Copy every entry below word for word, leaving out the pictures.
START
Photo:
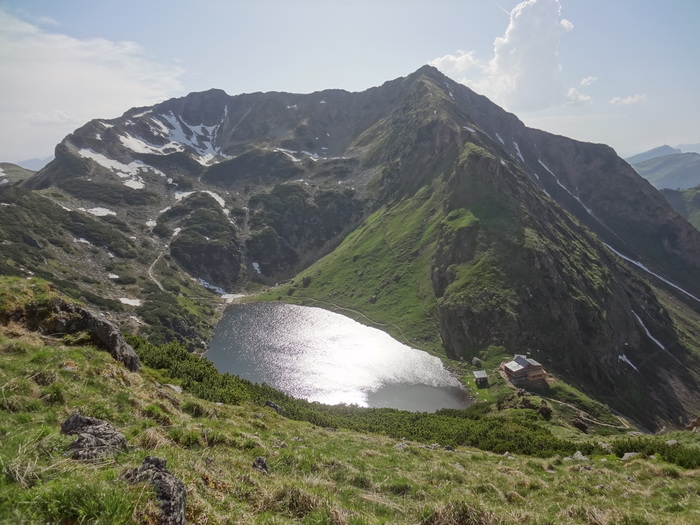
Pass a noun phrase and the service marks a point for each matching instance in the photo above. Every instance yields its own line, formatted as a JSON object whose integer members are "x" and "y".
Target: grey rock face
{"x": 96, "y": 438}
{"x": 170, "y": 491}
END
## Solution to this exercise:
Photo:
Pass a noun phrase and the service marks a point for each matching instance in the photo above. Every instance yields its own line, formatted as a JSON object whose integer members are "x" and "y".
Target: grey rock face
{"x": 96, "y": 438}
{"x": 170, "y": 491}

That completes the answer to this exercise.